----- Text to read

Amazon Machine Learning can help your company make better use of social media. This example application will automatically analyze Twitter content to identify customer support issues. This application will continuously monitor all tweets that mention your company's Twitter handle, and predict whether or not your company's customer support team should reach out to the poster. By using a machine learning (ML) model as your first tier of support you can lower support costs and increase customer satisfaction. The same application integrates Amazon Machine Learning with Amazon Mechanical Turk, Amazon Kinesis, AWS Lambda, and Amazon Simple Notification Service (Amazon SNS).

The example walks through the following steps:

  1. Gather training data
  2. Label training data with Amazon Mechanical Turk
  3. Create the ML Model
  4. Configure the model
  5. Set up continuous monitoring

Skipping ahead

That this repository includes examples of the output of the first two steps (gathering and labeling training data), so if you're anxious to get going, and see ML working, you can jump ahead to step 3. Just download a sample of labelled training data from the @awscloud account which is on S3 at https://aml-sample-data.s3.amazonaws.com/social-media/aml_training_dataset.csv (Its S3 URL is s3://aml-sample-data/social-media/aml_training_dataset.csv.) Copy that file to your local directory named aml_training_dataset.csv, which is the final output of step 2.

You might be tempted to try using a model trained on our example data for your own application, but we don't recommend it. In ML, the quality of data is the most important thing. So if you use somebody else's data to analyze your customers, it's probably not going to work very well.

Step 0: Setting up your environment

You will need python virtualenv and the npm node.js package manager. On linux machines with apt-get, you can install them with the commands:

sudo apt-get update
sudo apt-get install python-virtualenv python-dev libffi-dev npm

Once those are installed, execute

source setup.sh

The script uses npm and python's virtualenv to setup the required dependencies and environment variables in the current shell.

The following scripts depend on the python boto library. See instructions on how setup credentials for boto in ~/.aws/credentials. See instructions on how to get AWS credentials. The AWS user that you choose, needs access to a subset of the following policy to run the scripts:

{
    "Version": "2012-10-17",
    "Statement": [
        {
            "Effect": "Allow",
            "Action": [
                "iam:*",
                "machinelearning:*",
                "kinesis:*",
                "lambda:*",
                "s3:*",
                "sns:*"
            ],
            "Resource": [
                "*"
            ]
        }
    ]
}

Step 1: Gathering training data

To gather the training data, run the following command:

python gather-data.py @awscloud

Substitute your company's twitter handle instead of @awscloud and configure your Twitter API credentials in config.py. Learn how to obtain your credentials here.

This will produce a file called line_separated_tweets_json.txt that other scripts will read later.

----------
----- Extracted data

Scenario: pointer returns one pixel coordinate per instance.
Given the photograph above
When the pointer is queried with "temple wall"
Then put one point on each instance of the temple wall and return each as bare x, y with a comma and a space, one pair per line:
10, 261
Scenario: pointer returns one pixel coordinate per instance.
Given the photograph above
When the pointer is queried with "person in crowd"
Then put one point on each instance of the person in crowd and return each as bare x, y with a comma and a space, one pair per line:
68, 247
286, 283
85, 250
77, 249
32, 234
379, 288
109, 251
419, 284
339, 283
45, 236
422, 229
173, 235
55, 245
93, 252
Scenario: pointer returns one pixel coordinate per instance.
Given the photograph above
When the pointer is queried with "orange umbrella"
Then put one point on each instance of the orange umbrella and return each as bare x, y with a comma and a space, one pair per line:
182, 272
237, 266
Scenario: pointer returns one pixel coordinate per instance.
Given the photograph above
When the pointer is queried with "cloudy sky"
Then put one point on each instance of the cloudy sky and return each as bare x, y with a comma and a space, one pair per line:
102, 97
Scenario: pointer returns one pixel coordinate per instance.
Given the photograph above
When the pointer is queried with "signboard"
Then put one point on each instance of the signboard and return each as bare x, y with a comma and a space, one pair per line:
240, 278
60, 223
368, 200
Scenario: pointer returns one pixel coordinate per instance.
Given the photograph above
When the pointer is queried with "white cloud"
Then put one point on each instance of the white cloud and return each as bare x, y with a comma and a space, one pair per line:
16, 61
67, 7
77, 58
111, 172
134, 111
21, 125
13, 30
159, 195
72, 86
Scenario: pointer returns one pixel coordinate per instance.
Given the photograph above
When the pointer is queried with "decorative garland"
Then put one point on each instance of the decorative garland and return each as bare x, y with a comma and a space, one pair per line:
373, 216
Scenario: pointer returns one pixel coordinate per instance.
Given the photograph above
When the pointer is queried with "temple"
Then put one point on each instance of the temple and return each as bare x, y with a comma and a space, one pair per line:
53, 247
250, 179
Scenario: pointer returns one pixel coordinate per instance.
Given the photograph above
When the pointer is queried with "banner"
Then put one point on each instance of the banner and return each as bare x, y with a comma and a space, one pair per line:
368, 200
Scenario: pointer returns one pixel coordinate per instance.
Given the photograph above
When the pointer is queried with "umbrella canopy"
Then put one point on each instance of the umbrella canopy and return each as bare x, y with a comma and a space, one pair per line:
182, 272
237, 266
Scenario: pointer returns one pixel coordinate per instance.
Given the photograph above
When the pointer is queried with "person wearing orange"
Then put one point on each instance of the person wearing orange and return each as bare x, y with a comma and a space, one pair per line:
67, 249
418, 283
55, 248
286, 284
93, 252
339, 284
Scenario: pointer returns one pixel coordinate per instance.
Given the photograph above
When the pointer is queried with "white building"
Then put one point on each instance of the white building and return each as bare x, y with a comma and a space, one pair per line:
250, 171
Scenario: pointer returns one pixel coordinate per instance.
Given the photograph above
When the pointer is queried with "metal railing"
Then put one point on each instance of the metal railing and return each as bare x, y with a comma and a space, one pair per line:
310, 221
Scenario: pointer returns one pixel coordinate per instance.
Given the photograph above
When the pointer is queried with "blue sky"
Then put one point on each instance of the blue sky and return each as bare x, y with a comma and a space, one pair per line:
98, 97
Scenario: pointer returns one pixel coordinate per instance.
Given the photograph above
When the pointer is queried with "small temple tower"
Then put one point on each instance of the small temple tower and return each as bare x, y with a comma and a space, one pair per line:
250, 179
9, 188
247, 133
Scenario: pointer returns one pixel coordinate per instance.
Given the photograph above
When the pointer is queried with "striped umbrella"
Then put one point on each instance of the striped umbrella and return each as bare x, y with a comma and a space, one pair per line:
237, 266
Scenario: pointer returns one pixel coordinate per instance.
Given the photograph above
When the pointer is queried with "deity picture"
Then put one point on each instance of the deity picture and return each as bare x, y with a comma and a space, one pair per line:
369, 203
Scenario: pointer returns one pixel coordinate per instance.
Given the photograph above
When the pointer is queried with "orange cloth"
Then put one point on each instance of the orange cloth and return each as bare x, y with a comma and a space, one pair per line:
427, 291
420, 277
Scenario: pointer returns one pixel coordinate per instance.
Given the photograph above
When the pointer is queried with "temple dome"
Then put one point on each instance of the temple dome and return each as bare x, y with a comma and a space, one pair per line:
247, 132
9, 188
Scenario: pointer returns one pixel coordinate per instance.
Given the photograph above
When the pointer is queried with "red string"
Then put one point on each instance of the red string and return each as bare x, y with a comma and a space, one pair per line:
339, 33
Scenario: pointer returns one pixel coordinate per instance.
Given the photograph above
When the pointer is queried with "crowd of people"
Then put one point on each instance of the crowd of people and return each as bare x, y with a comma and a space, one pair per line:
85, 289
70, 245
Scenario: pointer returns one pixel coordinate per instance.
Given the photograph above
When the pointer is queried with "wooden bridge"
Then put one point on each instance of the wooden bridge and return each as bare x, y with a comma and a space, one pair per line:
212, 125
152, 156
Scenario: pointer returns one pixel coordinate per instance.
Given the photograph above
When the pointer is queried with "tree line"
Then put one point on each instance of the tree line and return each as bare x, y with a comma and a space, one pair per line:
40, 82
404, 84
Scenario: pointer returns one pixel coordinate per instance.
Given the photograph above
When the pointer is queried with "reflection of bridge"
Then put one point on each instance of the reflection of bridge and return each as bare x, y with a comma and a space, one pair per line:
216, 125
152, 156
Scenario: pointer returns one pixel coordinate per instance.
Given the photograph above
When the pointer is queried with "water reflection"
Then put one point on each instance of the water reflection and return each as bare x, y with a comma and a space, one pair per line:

----------

## [Your tasks]
**A)** According to the Twitter support walkthrough, why shouldn't you use a model trained on the example data for your own application? Answer in one to three sentences.
**B)** Carry on the Twitter support walkthrough from its final sentence.
The items are separate material and are not part of the Twitter support walkthrough.

## [Task responses]
**A)** In machine learning, data quality matters more than anything else. A model built on somebody else's data will probably work poorly when analyzing your own customers.

**B)**
Step 2: Label training data with Mechanical Turk

In this application, as in many ML applications, we're trying to build an ML model that mimics the behavior or opinions of humans. Building a good model requires lots of examples of the choices that humans would make. Doing this yourself is always an option, but often too slow or expensive to be practical. In supervised machine learning, these opinions are called the labels, or the target of the model.

Amazon Mechanical Turk (Mturk) is a great way to quickly and economically label large quantities of data. This section will walk through that process.

Step 2a: Prepare tweets for labelling with MTurk

The first step is to take the raw JSON data that we have received from the Twitter API and convert it to a CSV format that Mechanical Turk can use. Do this by running:

python build-mturk-csv.py

This will consume the line_separated_tweets_json.txt file and output a file called mturk_unlabeled_dataset.csv.

Step 2b: Submit the job to MTurk

Use the Mechanical Turk Console to create a set of Human Intelligence Tasks (HITs) to assign labels to these tweets. Turkers will be asked to pick which label best applies to the tweet amongst:

  • Request
  • Question
  • Problem Report
  • Angry
  • None of the above (i.e. non-actionable)

These different categories will be collapsed into a single binary attribute of actionable / non-actionable. But asking for more detail can help the Turkers focus on the content better, and raises the opportunity to create more sophisticated ML Models later with the same data.

For each tweet, we will create 3 HITs so that we can automatically figure out consensus between three different human opinions on the tweet.

Detailed steps for generating training labels using MTurk

  1. Create an account with Mechanical Turk
  2. Start a new project
  3. Select Other from the options and click Create Project
  4. Enter properties on next page. Suggested values (unless you know better):
  • Project Name: Labeling of tweets
  • Title: Categorize the tweet (WARNING: This HIT may contain adult content. Worker discretion is advised.)
  • Description: Categorize the tweet into 1 of 5 categories.
  • Keywords: tweet, tweets, categorization, labeling, sentiment
  • Checkbox for adult content: Select as checked because content may contain offensive tweets. See details
  • Rewards per assignment: Higher values can fetch faster results.
  • Number of assignments per HIT: 3
  • Time allotted per assignment: 2
  • HIT expires in: 7 days
  • Auto-approve and pay Workers in: 2 Hours
  1. On the page for design layout, click the Source button and cut paste contents from mturk-project-template.xml. You may preview and edit as deemed fit. Parameter value ${tweet} and checkbox values should be left unmodified as the later steps depend on them.
  2. Preview and finish. This creates the Project template.
  3. Goto Create New Batch with an Existing Project
  4. Select Publish Batch for the project you just created.
  5. Follow instructions on the following screen. You will be using the csv file produced by build-mturk-csv.py as part of them.
  6. Preview the HITs and submit the batch for labeling. This step will cost you money

Step 2c: Processing the output from MTurk

Once all of your Turk HITs are complete, download the results into a file called mturk_labeled_dataset.csv. Then run the script

python build-aml-training-dataset.py

to convert the 3 HIT responses for each tweet into a single dataset with a binary attribute.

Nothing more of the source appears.